Aim of the exercise:
Print the data exactly as it appears, keeping every word.

[Dataset entries]
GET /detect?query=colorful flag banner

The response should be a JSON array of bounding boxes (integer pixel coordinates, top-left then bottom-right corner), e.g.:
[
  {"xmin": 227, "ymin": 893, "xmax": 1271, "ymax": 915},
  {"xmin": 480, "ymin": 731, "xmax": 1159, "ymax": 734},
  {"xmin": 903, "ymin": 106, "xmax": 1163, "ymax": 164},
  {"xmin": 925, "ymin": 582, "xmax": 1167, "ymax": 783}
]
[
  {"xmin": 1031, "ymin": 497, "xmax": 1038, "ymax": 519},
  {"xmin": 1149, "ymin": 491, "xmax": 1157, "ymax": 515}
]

Task output:
GET /detect?query=colorful flag banner

The response should be a JSON array of bounding boxes (integer pixel coordinates, top-left then bottom-right corner), e.g.:
[
  {"xmin": 227, "ymin": 893, "xmax": 1271, "ymax": 915},
  {"xmin": 480, "ymin": 731, "xmax": 1159, "ymax": 734},
  {"xmin": 903, "ymin": 106, "xmax": 1163, "ymax": 164},
  {"xmin": 925, "ymin": 582, "xmax": 1167, "ymax": 783}
]
[
  {"xmin": 1031, "ymin": 497, "xmax": 1038, "ymax": 519},
  {"xmin": 1149, "ymin": 491, "xmax": 1157, "ymax": 515}
]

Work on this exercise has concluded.